*What you have to do*: Please retype the entries below word for word, passing over every picture.

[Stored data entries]
***

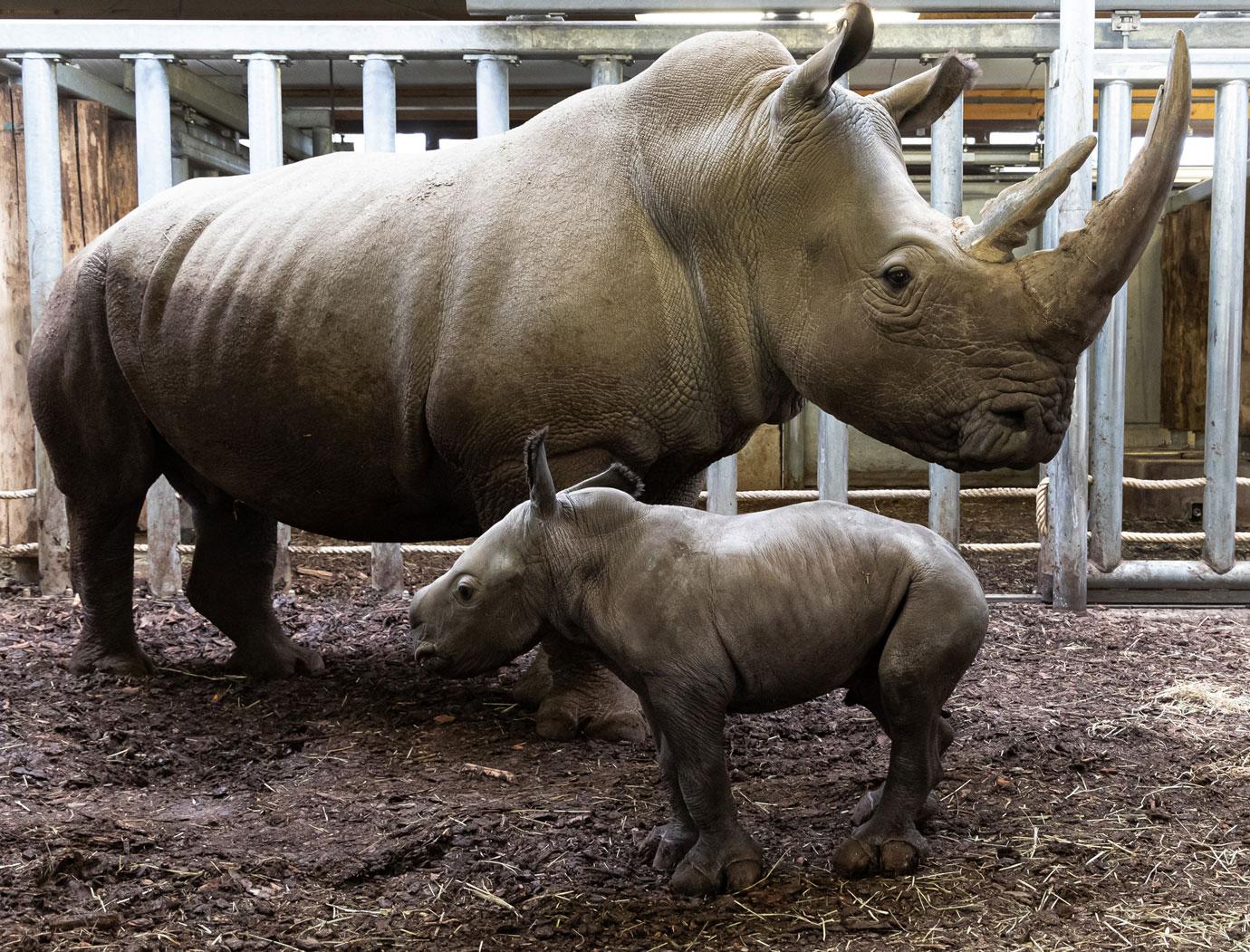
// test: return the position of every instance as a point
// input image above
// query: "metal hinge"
(1127, 20)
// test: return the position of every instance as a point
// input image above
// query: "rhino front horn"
(1074, 283)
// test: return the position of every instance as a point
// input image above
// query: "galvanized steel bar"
(1224, 326)
(606, 70)
(832, 474)
(493, 108)
(617, 7)
(1106, 445)
(154, 151)
(264, 111)
(378, 101)
(46, 250)
(723, 486)
(1171, 573)
(1069, 500)
(316, 39)
(387, 561)
(947, 195)
(793, 451)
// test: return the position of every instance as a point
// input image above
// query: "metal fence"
(1082, 52)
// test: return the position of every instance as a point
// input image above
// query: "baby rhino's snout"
(423, 649)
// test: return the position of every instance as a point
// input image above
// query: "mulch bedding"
(1098, 796)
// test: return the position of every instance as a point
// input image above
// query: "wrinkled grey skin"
(354, 343)
(703, 613)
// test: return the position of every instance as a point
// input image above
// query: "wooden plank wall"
(1185, 285)
(98, 187)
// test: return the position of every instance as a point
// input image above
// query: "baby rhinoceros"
(704, 615)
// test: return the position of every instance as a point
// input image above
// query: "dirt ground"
(1098, 797)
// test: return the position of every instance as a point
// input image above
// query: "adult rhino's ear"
(538, 473)
(614, 477)
(812, 82)
(918, 101)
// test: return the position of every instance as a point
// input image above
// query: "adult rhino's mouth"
(1013, 431)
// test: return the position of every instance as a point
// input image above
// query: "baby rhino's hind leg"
(927, 652)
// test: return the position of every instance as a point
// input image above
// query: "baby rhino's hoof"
(668, 845)
(709, 871)
(889, 855)
(868, 803)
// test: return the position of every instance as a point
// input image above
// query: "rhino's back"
(282, 332)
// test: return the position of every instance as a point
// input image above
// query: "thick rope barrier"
(1039, 494)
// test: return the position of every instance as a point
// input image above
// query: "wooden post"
(18, 523)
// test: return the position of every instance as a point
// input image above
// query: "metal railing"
(1088, 52)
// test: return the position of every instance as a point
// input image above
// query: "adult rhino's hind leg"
(231, 585)
(102, 452)
(102, 566)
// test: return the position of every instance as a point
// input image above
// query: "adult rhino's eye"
(898, 277)
(466, 591)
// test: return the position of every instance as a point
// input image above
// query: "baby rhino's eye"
(466, 590)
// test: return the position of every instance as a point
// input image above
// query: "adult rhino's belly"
(273, 354)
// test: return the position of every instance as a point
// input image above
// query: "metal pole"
(723, 486)
(265, 152)
(387, 563)
(1106, 494)
(832, 477)
(947, 195)
(606, 70)
(264, 111)
(832, 444)
(378, 94)
(154, 149)
(45, 247)
(1224, 326)
(1069, 499)
(793, 451)
(493, 115)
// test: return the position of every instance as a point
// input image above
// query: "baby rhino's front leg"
(709, 847)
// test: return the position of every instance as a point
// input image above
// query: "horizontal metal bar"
(1194, 193)
(199, 150)
(221, 105)
(1150, 573)
(515, 7)
(1148, 68)
(221, 39)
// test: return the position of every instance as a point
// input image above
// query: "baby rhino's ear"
(543, 501)
(614, 477)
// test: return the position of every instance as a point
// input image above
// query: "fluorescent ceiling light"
(754, 16)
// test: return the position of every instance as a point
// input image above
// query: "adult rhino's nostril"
(1014, 420)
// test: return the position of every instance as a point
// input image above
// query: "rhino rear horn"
(917, 102)
(812, 82)
(543, 501)
(617, 476)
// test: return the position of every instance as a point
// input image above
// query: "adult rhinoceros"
(358, 343)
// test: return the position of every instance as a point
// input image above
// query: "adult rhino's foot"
(875, 850)
(668, 845)
(716, 866)
(868, 803)
(274, 659)
(585, 697)
(128, 661)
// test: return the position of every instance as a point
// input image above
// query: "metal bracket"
(279, 58)
(359, 59)
(615, 58)
(1127, 20)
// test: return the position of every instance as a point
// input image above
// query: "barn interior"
(1096, 796)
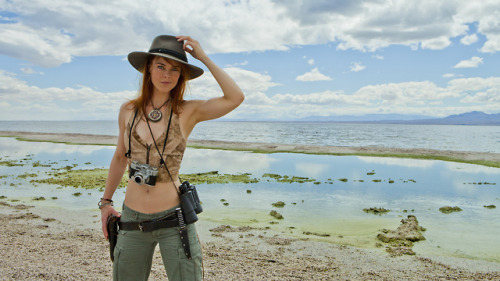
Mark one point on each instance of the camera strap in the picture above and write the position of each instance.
(128, 153)
(162, 162)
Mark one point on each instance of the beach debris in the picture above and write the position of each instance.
(279, 204)
(401, 240)
(214, 177)
(449, 209)
(276, 215)
(376, 211)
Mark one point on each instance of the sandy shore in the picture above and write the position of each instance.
(46, 243)
(42, 243)
(482, 158)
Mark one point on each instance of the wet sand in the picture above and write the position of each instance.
(481, 158)
(42, 243)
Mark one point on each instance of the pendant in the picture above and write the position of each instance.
(155, 115)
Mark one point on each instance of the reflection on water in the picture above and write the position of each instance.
(326, 205)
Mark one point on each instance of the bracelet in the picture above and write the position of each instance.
(102, 205)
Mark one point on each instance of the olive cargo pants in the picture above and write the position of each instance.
(134, 251)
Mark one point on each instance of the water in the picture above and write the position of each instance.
(326, 206)
(443, 137)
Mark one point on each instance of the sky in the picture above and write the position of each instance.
(66, 60)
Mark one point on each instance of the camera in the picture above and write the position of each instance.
(143, 173)
(190, 202)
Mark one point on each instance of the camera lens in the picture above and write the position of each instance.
(139, 179)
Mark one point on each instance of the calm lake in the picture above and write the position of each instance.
(331, 204)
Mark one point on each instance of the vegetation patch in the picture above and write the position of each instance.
(288, 179)
(88, 179)
(316, 234)
(449, 209)
(279, 204)
(276, 215)
(376, 211)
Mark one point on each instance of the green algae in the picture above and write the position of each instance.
(214, 177)
(10, 163)
(449, 209)
(276, 215)
(287, 179)
(376, 211)
(88, 179)
(27, 175)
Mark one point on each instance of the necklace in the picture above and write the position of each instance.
(155, 114)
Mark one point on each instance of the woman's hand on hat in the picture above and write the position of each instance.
(192, 47)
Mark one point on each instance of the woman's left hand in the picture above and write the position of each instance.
(192, 46)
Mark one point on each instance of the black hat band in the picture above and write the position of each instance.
(170, 52)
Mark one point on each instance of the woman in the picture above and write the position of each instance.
(153, 132)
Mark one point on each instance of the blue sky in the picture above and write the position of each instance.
(66, 60)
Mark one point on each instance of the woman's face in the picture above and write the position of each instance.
(165, 74)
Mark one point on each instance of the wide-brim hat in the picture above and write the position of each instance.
(168, 47)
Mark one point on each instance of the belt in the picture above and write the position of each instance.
(151, 225)
(170, 220)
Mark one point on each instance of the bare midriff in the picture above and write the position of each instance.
(152, 199)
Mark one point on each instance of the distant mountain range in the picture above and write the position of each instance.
(469, 118)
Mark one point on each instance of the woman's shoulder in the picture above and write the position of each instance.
(126, 110)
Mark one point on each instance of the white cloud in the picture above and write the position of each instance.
(313, 75)
(423, 97)
(357, 66)
(472, 63)
(55, 103)
(469, 39)
(29, 70)
(52, 33)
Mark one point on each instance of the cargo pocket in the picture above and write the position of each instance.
(191, 269)
(116, 253)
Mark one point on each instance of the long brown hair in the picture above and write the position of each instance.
(146, 90)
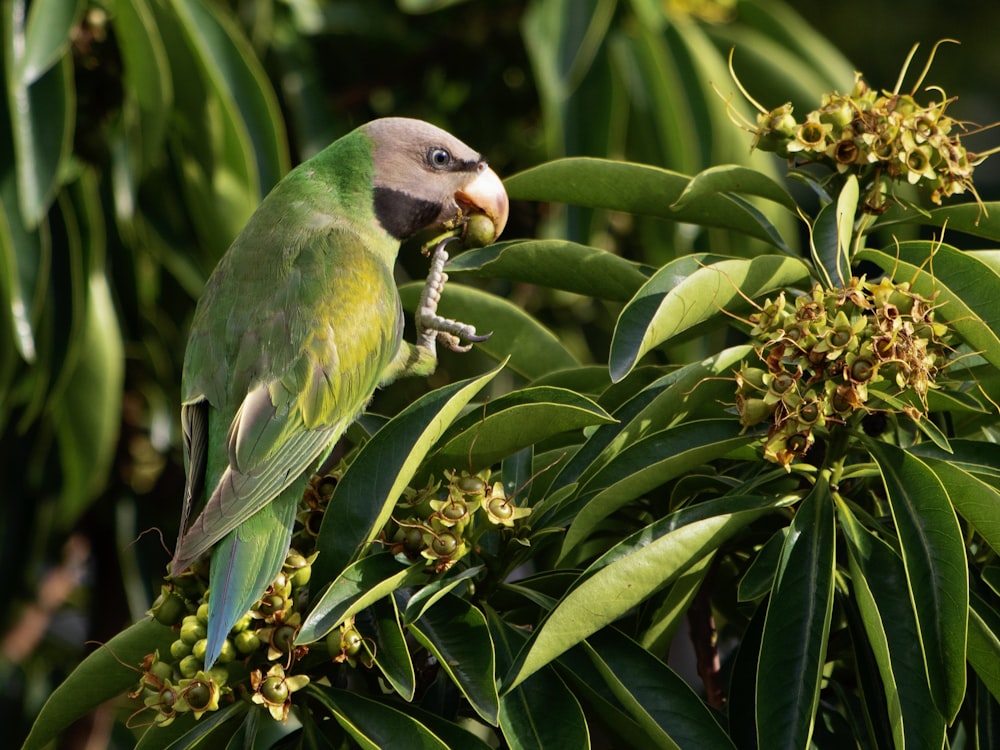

***

*Reply to the task*:
// test: return the position of every instance as a point
// input image above
// query: "metal hinge"
(1127, 20)
// test: return the position of every instance as a point
// input image above
// query: "rhino front horn"
(1074, 283)
// test: return the position of every instance as a point
// input image above
// query: "galvanized steel bar"
(1224, 326)
(606, 70)
(832, 474)
(493, 108)
(617, 7)
(1106, 445)
(154, 151)
(264, 111)
(378, 101)
(46, 250)
(723, 486)
(1171, 573)
(1069, 500)
(316, 39)
(387, 561)
(947, 195)
(793, 451)
// test: return the position of every instance as a point
// input image above
// query: "metal fence"
(1082, 52)
// test: return the position of every instance as a point
// input image above
// query: "baby rhino's snout"
(423, 649)
// test: return the position of every instance as a point
// input image above
// query: "mulch bedding"
(1098, 796)
// test: return the position of every instance as a point
// input image above
// query: "wrinkled grey skin"
(354, 343)
(703, 613)
// test: return the position of every instance as a point
// input image above
// query: "wooden plank wall"
(1185, 285)
(98, 187)
// test: return the position of every instance as a point
// input image above
// query: "baby rhinoceros"
(704, 615)
// test: return the position of every instance as a point
// input image above
// query: "dirt ground"
(1098, 797)
// test: return the position of every instance as a point
// input image above
// query: "adult rhino's ear"
(538, 473)
(614, 477)
(812, 82)
(918, 101)
// test: return the position of every instance as a point
// input image above
// query: "adult rhino's mouth"
(1013, 431)
// test: return the position of every instance as a point
// input image above
// query: "baby rhino's hind leg"
(927, 652)
// test: return the position of every instance as a point
// input image above
// query: "baby rhino's hoof"
(668, 845)
(709, 871)
(889, 855)
(868, 803)
// test: return the position of every instance as a point
// input image above
// query: "rhino's back"
(282, 332)
// test: return the position of every instance as a point
// input image above
// query: "thick rope barrier"
(1039, 494)
// test: return the position of every instance as a point
// input image above
// query: "wooden post"
(18, 523)
// test: return the position of every instance as a point
// input image above
// query: "metal railing"
(1088, 52)
// test: return the position of every instance as a point
// input image above
// query: "adult rhino's hind leg"
(231, 585)
(102, 452)
(102, 566)
// test: return the position of every instance as a point
// input image above
// query: "adult rhino's eye"
(898, 277)
(466, 591)
// test: return the position of every instance as a point
// input image above
// query: "baby rhino's eye"
(466, 590)
// test: return the position of every instance as a point
// input image above
// query: "adult rhino's belly"
(273, 354)
// test: return the position of every instance as a point
// input image above
// query: "metal pole"
(723, 486)
(265, 152)
(387, 563)
(1106, 494)
(832, 477)
(947, 195)
(606, 70)
(264, 111)
(832, 444)
(378, 94)
(154, 149)
(45, 247)
(1224, 326)
(1069, 499)
(793, 451)
(493, 115)
// test: return the position of every instance as a point
// input image above
// query: "baby rhino's front leg"
(709, 847)
// test: return the position of every instance as a point
// input image above
// query: "horizontal metal bar"
(1194, 193)
(199, 150)
(221, 105)
(1150, 573)
(515, 7)
(1148, 68)
(221, 39)
// test: return the position of every instance as a point
// input image above
// query: "baby rhino's ear"
(543, 501)
(614, 477)
// test: return the position of every instance as a point
// input image above
// query: "fluorescent ceiling light"
(754, 16)
// test: return the position of every instance as a point
// input image above
// query: "adult rhino's nostril"
(1014, 420)
// test: return the position of every instance as a point
// input image above
// query: "rhino rear horn"
(917, 102)
(812, 82)
(543, 501)
(617, 476)
// test: return the position of every instance as a point
// input image above
// query: "adult rhinoceros"
(358, 343)
// test: return the position of every instance as a point
// input image above
// query: "adult rhino's foot"
(875, 850)
(668, 845)
(716, 866)
(868, 803)
(274, 659)
(585, 697)
(128, 661)
// test: return the position of every instance as a point
// input image above
// query: "metal bracket"
(279, 58)
(359, 59)
(615, 58)
(1127, 20)
// test: return the position of every instance as a point
// input image above
// query: "barn interior"
(1096, 796)
Mark one point on each instance of the camera strap in the picture above and write the position of each instance.
(128, 153)
(162, 162)
Mark one point on each instance of the beach debris in the picture above and write the position of each instance.
(279, 204)
(401, 240)
(214, 177)
(449, 209)
(276, 215)
(376, 211)
Mark one point on each instance of the sandy shore in the picture above and write the position of each instance.
(46, 243)
(42, 243)
(482, 158)
Mark one point on each instance of the wet sand in the picture above and write the position of each instance.
(481, 158)
(42, 243)
Mark one point on each instance of the pendant in the picture above and write the position of each instance.
(155, 115)
Mark one point on each instance of the reflection on water in the picture above and write the position of each instance.
(326, 205)
Mark one point on each instance of the bracelet in the picture above and write the position of each instance.
(102, 205)
Mark one point on each instance of the olive cargo pants in the picture above and write the position of each instance.
(134, 251)
Mark one point on each instance of the water in the picture above and write the position of each instance.
(326, 206)
(443, 137)
Mark one point on each instance of the sky in the picture above and write the position of each instance.
(66, 60)
Mark one point on each instance of the camera in the picture above and write the position of each instance.
(143, 173)
(190, 202)
Mark one point on each instance of the camera lens in the picture above and write the position of each instance.
(139, 179)
Mark one point on each instance of the calm lake in the picture above and write the position of each instance.
(331, 204)
Mark one point on each instance of the vegetation patch in the picture above and write the position of each instance.
(288, 179)
(88, 179)
(316, 234)
(449, 209)
(279, 204)
(276, 215)
(376, 211)
Mark one point on each instance of the green algae in the picture above and write the position of each instance.
(214, 177)
(10, 163)
(449, 209)
(276, 215)
(287, 179)
(376, 211)
(88, 179)
(27, 175)
Mark one point on each instance of the necklace in the picture above and write the position of each instance.
(155, 114)
Mark one point on each instance of the woman's hand on hat in the picture above and write the position of each instance.
(192, 47)
Mark one point on each instance of the woman's left hand in the picture above and write the position of each instance.
(192, 46)
Mark one point on each instance of the black hat band in the picture above and write the position of each instance.
(170, 52)
Mark one point on each instance of the woman in the picture above and write the position of each instance.
(153, 132)
Mark one point on each instance of the blue sky in the picture above and write the position of each instance.
(66, 60)
Mark one point on each instance of the woman's face in the picture above and write the position of each instance.
(165, 74)
Mark one point on each instance of the wide-brim hat in the picture above and write the position of each instance.
(168, 47)
Mark one point on each instance of the belt in the picture above and write the position of each instance.
(151, 225)
(170, 220)
Mark one point on each instance of the bare midriff in the picture above and write the position of each instance.
(152, 199)
Mark one point on each instance of the distant mountain range in the picture above and write the position of each instance.
(469, 118)
Mark one point on each instance of the woman's shoulder in the picture above and write the position of each instance.
(126, 110)
Mark one point on each instance of the white cloud in the picture above and write the position of each instance.
(313, 75)
(423, 97)
(357, 66)
(472, 63)
(55, 103)
(469, 39)
(29, 70)
(52, 33)
Mark one point on each instance of the cargo pocket in the picture above and write the position of each instance.
(191, 269)
(116, 253)
Mark one point on each instance of the long brown hair in the picture above and write the position of each instance.
(146, 90)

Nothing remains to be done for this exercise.